• **Problem to solve**
Are you able to quote each entry exactly as written?

(Referring expression data)
[Start of Attachment]
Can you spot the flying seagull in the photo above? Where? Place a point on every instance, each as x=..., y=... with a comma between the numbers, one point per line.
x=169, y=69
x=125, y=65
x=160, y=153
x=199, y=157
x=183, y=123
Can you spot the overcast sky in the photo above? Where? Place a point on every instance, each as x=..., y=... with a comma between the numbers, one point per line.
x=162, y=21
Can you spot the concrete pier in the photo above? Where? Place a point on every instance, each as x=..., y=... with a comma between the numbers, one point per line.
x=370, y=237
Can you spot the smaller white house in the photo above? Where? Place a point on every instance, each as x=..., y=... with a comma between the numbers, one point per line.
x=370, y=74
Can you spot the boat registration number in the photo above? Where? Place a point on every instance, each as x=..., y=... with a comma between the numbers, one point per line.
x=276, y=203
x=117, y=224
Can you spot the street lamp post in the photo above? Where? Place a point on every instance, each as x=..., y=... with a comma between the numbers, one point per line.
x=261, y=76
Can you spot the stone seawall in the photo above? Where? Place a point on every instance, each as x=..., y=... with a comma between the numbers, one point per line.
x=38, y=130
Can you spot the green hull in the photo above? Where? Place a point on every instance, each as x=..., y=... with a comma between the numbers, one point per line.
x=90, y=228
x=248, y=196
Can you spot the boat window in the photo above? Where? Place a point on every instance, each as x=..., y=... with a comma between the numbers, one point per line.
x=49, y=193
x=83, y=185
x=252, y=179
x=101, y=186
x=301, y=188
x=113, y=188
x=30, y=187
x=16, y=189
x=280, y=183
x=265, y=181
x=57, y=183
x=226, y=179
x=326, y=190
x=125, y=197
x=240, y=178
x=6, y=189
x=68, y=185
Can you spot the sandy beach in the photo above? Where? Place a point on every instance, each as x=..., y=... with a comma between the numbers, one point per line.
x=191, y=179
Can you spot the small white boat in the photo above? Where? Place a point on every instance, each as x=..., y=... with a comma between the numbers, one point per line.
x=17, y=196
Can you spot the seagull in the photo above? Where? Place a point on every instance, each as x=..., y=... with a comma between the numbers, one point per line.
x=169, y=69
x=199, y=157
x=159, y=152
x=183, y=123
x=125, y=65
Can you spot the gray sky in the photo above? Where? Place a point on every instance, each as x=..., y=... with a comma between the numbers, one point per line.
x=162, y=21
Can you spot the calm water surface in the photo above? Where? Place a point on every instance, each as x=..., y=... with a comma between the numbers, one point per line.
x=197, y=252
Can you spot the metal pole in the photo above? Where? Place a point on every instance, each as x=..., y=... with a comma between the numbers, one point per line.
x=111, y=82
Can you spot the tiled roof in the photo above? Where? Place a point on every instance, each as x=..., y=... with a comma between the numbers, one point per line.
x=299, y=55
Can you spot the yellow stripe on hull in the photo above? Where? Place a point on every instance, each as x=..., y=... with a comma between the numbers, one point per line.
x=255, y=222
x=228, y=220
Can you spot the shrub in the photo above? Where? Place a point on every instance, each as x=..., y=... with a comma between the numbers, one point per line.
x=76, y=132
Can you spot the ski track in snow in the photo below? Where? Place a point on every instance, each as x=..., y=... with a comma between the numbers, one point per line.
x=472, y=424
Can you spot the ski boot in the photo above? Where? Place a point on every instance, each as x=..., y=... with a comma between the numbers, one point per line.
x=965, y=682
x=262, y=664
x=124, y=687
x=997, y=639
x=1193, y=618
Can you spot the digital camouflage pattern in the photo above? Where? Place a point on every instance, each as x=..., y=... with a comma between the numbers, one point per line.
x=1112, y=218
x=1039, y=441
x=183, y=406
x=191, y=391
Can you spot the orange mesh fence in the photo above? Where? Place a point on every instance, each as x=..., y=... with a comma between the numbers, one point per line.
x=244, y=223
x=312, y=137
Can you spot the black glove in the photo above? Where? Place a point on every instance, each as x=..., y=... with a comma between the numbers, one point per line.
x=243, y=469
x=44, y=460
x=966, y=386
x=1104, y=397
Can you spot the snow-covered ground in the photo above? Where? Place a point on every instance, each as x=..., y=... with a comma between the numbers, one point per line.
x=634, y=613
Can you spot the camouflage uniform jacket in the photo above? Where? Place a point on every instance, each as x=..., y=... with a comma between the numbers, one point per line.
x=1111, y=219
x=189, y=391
[End of Attachment]
• **Solution to the problem**
Can you spot the flying seagull in the photo above? Where? Place a point on every instance, each as x=..., y=... with a comma between the numbers, one point per line.
x=169, y=69
x=125, y=65
x=160, y=153
x=199, y=157
x=183, y=123
Can you spot the overcast sky in the photo above? Where? Place a point on every instance, each as x=..., y=... with a comma between the numbers, one point per line.
x=162, y=21
Can you spot the concrete pier in the photo above? Where? Place a point on every instance, each as x=..., y=... with a comma between the numbers, one point per line.
x=370, y=237
Can you spot the smaller white house in the photo above? Where? Place a point on every instance, each as x=..., y=... with a comma between the numbers, one point per line.
x=370, y=74
Can you spot the boat registration number in the photo above? Where? Place a point on every instance, each as x=..., y=... with a comma between the numbers, one point per line.
x=276, y=203
x=117, y=224
Can you spot the street lamp post in the photo above? Where? Place a point on every instance, each as x=..., y=... with a comma between the numbers, one point per line.
x=261, y=76
Can you spot the stone seawall in the photo above? Where? Place a point on every instance, each as x=..., y=... with a comma between the numbers, one point per line.
x=38, y=130
Can you spot the green hull in the photo above? Where? Place a point on every instance, each as x=..., y=... with a comma between the numbers, one point per line.
x=90, y=228
x=248, y=196
Can you spot the boat window in the photo above? Where? Place a point on every instance, each as x=..., y=... with a comma between the numbers, one point per line.
x=49, y=193
x=83, y=185
x=252, y=179
x=101, y=186
x=301, y=188
x=113, y=188
x=30, y=187
x=16, y=189
x=280, y=183
x=265, y=181
x=57, y=183
x=226, y=179
x=326, y=190
x=125, y=197
x=240, y=178
x=6, y=189
x=68, y=185
Can you spot the sandy beach in the photo above? Where? Place a point on every instance, each as x=..., y=... with a comma between the numbers, one point per line.
x=191, y=179
Can you spot the small white boat in the photo above? Where? Place a point on every instance, each as x=..., y=... with a comma between the numbers, one point per line.
x=17, y=196
Can you spot the seagull in the photo above? Where? Place a point on every instance, each as x=..., y=... with a comma between the numbers, one point per line.
x=169, y=69
x=199, y=157
x=159, y=152
x=183, y=123
x=125, y=65
Can you spot the gray sky in the photo above? Where? Place a point on every instance, each as x=..., y=... with a comma between the numbers, one point per line.
x=162, y=21
Can you spot the calm water surface in the photo above? Where? Place a point on every instance, each as x=..., y=... with a comma between the numbers, one point per line.
x=197, y=252
Can you spot the metal pole in the photo above? Where? Place a point on every instance, each as x=..., y=... with a comma between the numbers, one point per line.
x=111, y=82
Can you spot the tiled roof in the photo above? Where? Place a point on every instance, each as x=..., y=... with a comma between the numbers, one point per line.
x=299, y=55
Can you spot the yellow stripe on hull in the photo above? Where? Place a point on every instance, each as x=..., y=... with a comma between the numbers, one point per line.
x=255, y=222
x=228, y=220
Can you spot the shrub in the photo above? Where? Place a point on every instance, each as x=..., y=... with a comma between the numbers, one point per line.
x=76, y=132
Can you spot the ski track in snow in the photo below? Where? Place a point on every instance, each as x=..., y=... with a comma between the numbers, one point per line.
x=472, y=424
Can you spot the ski boot in the photo above? Where? Place a point on every instance, each as x=..., y=... with a comma between the numbers, one point per line.
x=965, y=682
x=262, y=664
x=124, y=687
x=997, y=639
x=1193, y=618
Can you spot the digital camouflage pattern in the photo above? Where? Place a point on every instance, each as x=..., y=... with a comma between the numbers, one point per line.
x=1112, y=218
x=1039, y=441
x=183, y=406
x=191, y=391
Can you spot the orange mesh fence in the photo above? Where? Place a point on every instance, each as x=..., y=... with a comma between the numbers, one point per line.
x=244, y=223
x=312, y=137
Can you spot the black glove in the photo above? Where? Place a point on every instance, each as x=..., y=... with a comma between the numbers, one point per line.
x=243, y=469
x=44, y=460
x=966, y=386
x=1104, y=397
Can you spot the snow-covered ground in the photo above? Where? Place a point on every instance, each as x=..., y=... with a comma between the numbers, one point per line.
x=634, y=613
Can you spot the camouflage uniform jacket in the photo above? Where? Place a point on every instance, each as x=..., y=... with a comma between the numbers, one point per line.
x=1111, y=219
x=189, y=391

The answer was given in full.